Data for this task section start
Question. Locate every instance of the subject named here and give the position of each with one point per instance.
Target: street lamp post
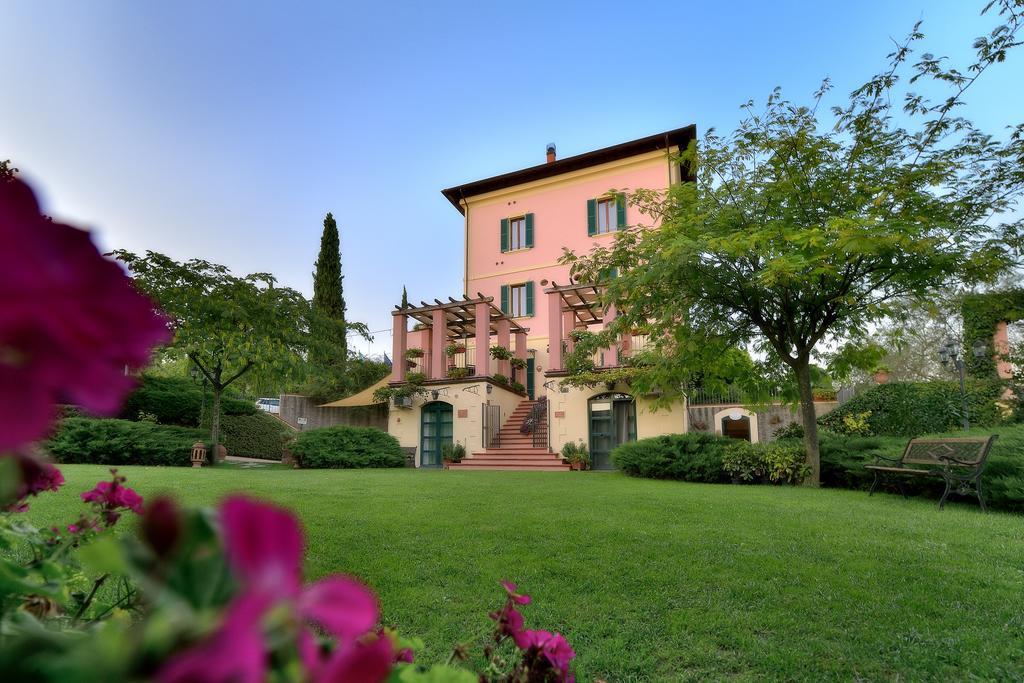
(949, 352)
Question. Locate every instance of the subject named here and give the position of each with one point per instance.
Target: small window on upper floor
(517, 232)
(606, 215)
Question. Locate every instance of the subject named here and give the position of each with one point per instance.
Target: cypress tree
(330, 349)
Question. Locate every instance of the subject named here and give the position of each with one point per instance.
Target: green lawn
(656, 580)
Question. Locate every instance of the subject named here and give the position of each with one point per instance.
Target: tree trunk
(809, 419)
(215, 423)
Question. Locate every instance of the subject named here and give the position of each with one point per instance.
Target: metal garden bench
(958, 461)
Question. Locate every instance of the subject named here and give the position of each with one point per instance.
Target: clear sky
(225, 130)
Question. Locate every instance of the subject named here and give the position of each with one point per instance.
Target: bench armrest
(955, 461)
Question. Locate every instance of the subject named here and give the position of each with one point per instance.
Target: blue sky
(226, 130)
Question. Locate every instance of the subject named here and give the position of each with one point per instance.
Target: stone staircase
(516, 451)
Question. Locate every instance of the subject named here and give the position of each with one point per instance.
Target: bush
(693, 457)
(118, 442)
(172, 400)
(258, 435)
(912, 409)
(347, 447)
(777, 462)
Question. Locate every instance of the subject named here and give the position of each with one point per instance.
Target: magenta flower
(554, 647)
(264, 548)
(70, 323)
(36, 476)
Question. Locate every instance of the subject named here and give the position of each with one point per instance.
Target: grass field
(655, 580)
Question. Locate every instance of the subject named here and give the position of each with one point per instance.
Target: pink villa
(508, 407)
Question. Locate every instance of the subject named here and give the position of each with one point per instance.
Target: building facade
(509, 408)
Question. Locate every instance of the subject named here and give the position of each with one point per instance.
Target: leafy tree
(6, 170)
(226, 325)
(329, 350)
(800, 230)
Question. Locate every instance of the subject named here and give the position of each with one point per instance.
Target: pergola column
(568, 324)
(438, 334)
(482, 319)
(503, 341)
(609, 317)
(554, 331)
(520, 351)
(399, 323)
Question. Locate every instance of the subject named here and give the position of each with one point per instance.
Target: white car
(268, 404)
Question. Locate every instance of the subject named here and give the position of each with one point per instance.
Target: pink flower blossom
(264, 548)
(36, 475)
(70, 323)
(554, 647)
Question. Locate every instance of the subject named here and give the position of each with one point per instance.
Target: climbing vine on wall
(981, 313)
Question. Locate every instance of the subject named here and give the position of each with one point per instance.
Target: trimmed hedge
(693, 457)
(912, 409)
(172, 400)
(117, 442)
(258, 435)
(347, 447)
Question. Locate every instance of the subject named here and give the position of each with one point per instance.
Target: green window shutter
(621, 211)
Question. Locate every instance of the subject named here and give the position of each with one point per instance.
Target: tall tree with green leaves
(329, 351)
(225, 325)
(802, 229)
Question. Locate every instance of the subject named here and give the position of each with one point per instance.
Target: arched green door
(612, 421)
(435, 431)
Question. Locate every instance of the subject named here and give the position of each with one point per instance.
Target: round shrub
(347, 447)
(258, 435)
(693, 457)
(122, 442)
(912, 409)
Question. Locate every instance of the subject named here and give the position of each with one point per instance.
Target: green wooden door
(435, 430)
(612, 421)
(529, 378)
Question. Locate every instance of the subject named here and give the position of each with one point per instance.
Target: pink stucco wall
(560, 221)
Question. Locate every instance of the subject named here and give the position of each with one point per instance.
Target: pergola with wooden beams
(569, 306)
(456, 321)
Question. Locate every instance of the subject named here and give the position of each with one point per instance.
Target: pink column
(1000, 344)
(568, 324)
(611, 353)
(482, 314)
(554, 332)
(438, 335)
(520, 352)
(504, 329)
(399, 323)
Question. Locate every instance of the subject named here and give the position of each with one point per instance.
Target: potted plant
(500, 353)
(453, 453)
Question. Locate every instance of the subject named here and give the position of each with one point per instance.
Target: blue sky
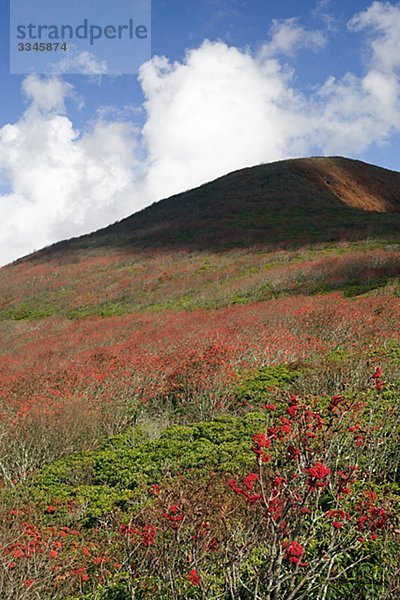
(274, 80)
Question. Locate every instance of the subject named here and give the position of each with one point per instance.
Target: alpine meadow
(201, 401)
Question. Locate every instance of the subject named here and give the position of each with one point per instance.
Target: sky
(228, 84)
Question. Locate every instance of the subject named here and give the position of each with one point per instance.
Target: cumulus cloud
(219, 109)
(62, 183)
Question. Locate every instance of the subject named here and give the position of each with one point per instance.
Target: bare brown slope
(288, 203)
(356, 184)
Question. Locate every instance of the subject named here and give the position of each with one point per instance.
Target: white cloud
(288, 37)
(218, 110)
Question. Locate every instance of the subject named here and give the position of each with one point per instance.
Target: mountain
(202, 400)
(286, 204)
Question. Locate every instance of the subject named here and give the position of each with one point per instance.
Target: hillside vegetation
(202, 401)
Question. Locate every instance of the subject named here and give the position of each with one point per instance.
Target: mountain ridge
(282, 204)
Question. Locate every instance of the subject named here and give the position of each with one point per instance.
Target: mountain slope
(288, 204)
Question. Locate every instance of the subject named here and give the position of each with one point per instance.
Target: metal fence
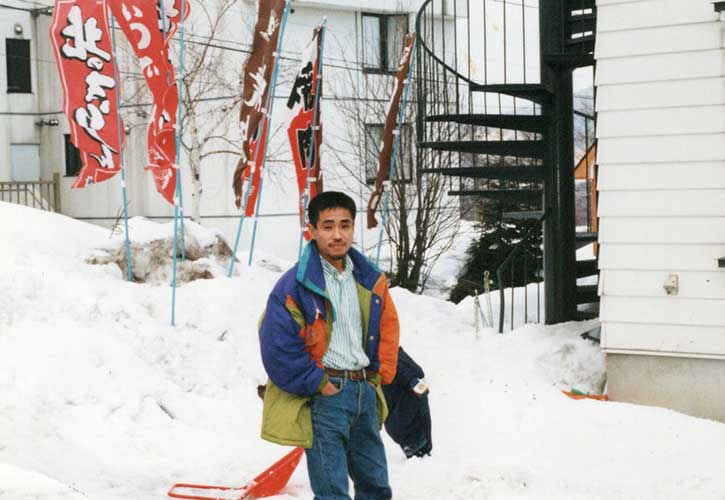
(44, 195)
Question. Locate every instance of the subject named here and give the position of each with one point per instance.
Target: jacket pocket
(286, 418)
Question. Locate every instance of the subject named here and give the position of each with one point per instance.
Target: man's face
(334, 233)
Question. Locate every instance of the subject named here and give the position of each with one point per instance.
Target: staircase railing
(528, 256)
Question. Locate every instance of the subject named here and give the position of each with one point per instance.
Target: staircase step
(527, 123)
(510, 173)
(584, 239)
(580, 4)
(570, 60)
(587, 294)
(581, 45)
(587, 267)
(582, 23)
(521, 149)
(532, 91)
(529, 196)
(584, 316)
(523, 215)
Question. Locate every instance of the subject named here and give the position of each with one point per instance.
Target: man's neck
(338, 264)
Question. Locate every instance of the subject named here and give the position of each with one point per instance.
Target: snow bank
(103, 400)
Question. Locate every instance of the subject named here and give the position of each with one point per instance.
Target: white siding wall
(661, 130)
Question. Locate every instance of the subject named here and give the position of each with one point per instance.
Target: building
(660, 107)
(361, 52)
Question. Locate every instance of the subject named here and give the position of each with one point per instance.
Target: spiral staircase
(495, 116)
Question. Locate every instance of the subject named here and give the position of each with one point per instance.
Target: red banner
(82, 46)
(255, 173)
(143, 24)
(391, 123)
(305, 139)
(257, 79)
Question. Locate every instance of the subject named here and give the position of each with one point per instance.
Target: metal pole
(396, 143)
(315, 127)
(260, 130)
(129, 274)
(178, 208)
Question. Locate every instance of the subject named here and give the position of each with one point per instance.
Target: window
(382, 41)
(373, 142)
(18, 65)
(72, 158)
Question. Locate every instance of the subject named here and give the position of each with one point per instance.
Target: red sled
(268, 483)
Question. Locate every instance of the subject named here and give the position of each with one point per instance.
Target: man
(329, 338)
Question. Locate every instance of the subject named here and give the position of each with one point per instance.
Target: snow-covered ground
(101, 399)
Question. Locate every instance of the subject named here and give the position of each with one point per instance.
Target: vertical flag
(304, 140)
(82, 47)
(143, 22)
(391, 119)
(257, 76)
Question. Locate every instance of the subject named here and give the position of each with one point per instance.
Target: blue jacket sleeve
(285, 360)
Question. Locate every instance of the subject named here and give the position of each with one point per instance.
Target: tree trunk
(195, 167)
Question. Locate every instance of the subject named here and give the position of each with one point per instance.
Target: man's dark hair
(327, 200)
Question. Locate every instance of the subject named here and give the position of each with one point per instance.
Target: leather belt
(351, 374)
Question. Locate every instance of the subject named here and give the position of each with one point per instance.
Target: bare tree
(211, 94)
(422, 220)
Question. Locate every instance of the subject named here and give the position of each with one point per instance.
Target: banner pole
(178, 205)
(315, 127)
(264, 125)
(124, 197)
(396, 143)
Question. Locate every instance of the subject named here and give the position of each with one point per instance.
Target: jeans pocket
(338, 383)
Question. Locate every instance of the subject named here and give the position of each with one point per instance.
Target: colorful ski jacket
(294, 334)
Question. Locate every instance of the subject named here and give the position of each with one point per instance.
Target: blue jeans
(346, 441)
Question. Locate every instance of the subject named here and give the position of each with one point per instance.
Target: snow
(103, 400)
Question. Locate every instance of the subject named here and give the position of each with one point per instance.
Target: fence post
(56, 192)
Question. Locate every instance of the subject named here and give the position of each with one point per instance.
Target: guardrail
(44, 195)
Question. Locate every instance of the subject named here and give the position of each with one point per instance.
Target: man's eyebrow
(330, 221)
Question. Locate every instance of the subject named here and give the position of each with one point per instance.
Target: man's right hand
(329, 389)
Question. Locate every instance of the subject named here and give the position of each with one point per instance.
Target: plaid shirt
(345, 351)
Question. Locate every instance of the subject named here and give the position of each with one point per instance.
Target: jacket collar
(310, 274)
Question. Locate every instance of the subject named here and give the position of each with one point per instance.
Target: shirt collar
(331, 272)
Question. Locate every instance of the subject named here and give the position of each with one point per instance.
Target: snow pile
(103, 400)
(206, 255)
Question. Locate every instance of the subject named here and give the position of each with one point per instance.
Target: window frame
(71, 153)
(385, 65)
(18, 67)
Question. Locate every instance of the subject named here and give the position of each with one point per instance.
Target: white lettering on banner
(260, 85)
(97, 83)
(145, 40)
(271, 27)
(105, 161)
(244, 128)
(91, 120)
(85, 36)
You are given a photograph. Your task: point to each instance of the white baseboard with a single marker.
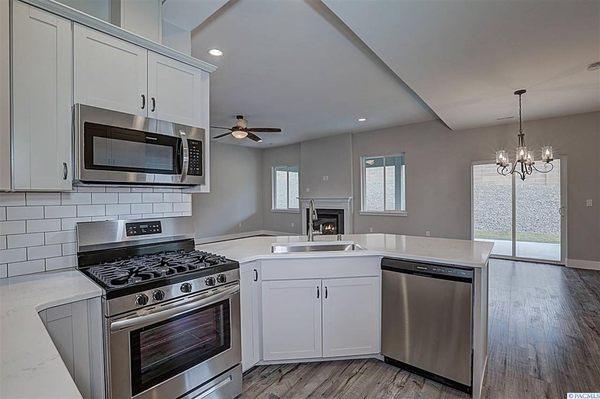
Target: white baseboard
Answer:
(235, 236)
(583, 264)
Data for this task section end
Task objective
For each line of the entries that contains the word "baseboard", make a copy.

Solution to this exercise
You are given a photograph. Your task: point to each instance of the white baseboard with a single marker.
Target: white baseboard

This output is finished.